**Task instructions**
Reproduce word for word the lines starting with the one containing "Task: a point for each instance of the white" and ending with the one containing "pixel 364 163", including both of those lines.

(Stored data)
▼

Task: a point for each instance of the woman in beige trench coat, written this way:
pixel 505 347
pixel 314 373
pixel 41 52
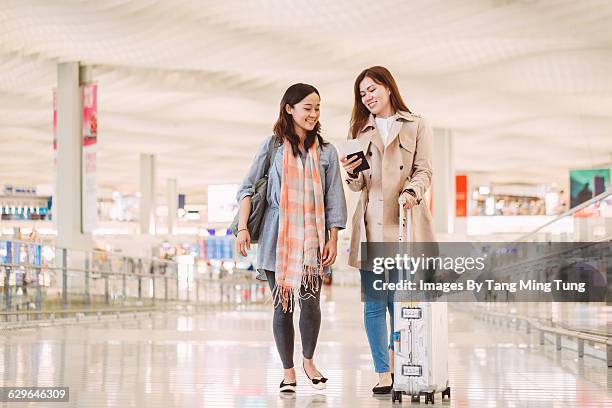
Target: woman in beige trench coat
pixel 398 148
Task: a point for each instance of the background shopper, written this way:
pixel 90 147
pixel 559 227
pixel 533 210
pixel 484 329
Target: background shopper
pixel 388 133
pixel 299 234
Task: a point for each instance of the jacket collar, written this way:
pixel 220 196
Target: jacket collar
pixel 399 115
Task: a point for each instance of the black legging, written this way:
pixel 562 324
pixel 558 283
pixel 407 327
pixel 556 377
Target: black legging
pixel 310 323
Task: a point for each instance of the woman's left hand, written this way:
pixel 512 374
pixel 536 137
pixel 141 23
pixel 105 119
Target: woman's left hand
pixel 410 201
pixel 330 250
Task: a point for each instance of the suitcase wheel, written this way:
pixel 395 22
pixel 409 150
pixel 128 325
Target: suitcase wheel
pixel 396 396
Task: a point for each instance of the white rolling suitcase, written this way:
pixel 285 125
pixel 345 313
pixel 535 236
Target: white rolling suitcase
pixel 421 343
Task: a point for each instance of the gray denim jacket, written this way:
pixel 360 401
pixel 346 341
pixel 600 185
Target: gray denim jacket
pixel 333 196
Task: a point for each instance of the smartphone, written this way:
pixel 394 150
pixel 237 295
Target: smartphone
pixel 364 163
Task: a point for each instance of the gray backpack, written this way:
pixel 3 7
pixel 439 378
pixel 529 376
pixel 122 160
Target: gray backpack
pixel 258 200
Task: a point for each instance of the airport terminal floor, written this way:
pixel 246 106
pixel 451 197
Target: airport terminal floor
pixel 225 357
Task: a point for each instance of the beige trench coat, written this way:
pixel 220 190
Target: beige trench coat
pixel 404 162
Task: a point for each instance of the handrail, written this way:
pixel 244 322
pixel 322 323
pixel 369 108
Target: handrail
pixel 574 210
pixel 83 311
pixel 580 335
pixel 93 250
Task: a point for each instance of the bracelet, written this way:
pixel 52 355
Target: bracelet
pixel 413 194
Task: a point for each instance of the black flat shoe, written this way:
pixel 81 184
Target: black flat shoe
pixel 381 390
pixel 317 383
pixel 287 387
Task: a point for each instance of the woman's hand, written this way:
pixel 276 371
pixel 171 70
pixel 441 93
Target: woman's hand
pixel 330 251
pixel 244 241
pixel 350 165
pixel 410 200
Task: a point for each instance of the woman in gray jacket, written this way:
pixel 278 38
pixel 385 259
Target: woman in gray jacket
pixel 299 233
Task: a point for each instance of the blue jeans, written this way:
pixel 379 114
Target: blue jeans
pixel 375 306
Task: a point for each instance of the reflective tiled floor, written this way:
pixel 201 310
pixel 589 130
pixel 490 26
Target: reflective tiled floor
pixel 228 359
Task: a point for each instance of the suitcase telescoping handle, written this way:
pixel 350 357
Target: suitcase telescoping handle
pixel 402 201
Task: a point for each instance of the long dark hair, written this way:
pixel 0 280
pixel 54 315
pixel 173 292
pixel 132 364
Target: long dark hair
pixel 382 76
pixel 283 128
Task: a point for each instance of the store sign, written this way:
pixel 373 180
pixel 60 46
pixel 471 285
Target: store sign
pixel 222 205
pixel 11 190
pixel 89 198
pixel 461 196
pixel 586 184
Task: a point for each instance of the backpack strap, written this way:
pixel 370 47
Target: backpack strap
pixel 272 148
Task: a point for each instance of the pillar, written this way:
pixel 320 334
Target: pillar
pixel 67 200
pixel 147 194
pixel 443 189
pixel 172 200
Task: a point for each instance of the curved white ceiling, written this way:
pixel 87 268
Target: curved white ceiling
pixel 525 85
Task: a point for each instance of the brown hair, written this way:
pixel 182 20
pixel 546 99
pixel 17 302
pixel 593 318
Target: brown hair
pixel 382 76
pixel 283 128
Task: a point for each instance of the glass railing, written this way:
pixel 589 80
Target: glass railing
pixel 590 221
pixel 37 279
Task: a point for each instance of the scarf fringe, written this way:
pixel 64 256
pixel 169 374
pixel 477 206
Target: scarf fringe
pixel 285 296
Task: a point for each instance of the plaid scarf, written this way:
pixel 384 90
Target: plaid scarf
pixel 301 229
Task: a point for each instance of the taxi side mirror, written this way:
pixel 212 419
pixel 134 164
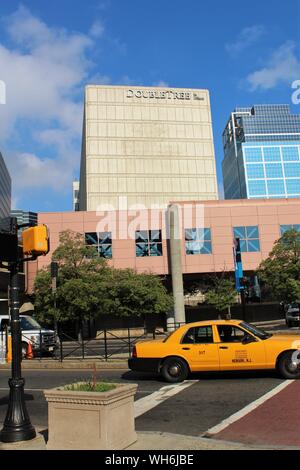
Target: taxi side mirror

▲

**Complete response**
Task: a point for each instance of the white rolling suitcase, written this way:
pixel 285 125
pixel 345 313
pixel 535 236
Target: white rolling suitcase
pixel 421 343
Task: a point for each instance of the gray denim jacket, written this way:
pixel 360 401
pixel 346 341
pixel 600 185
Target: gray denim jacket
pixel 333 196
Task: a point for each instance of the smartphone, written this way:
pixel 394 150
pixel 237 295
Target: smartphone
pixel 364 163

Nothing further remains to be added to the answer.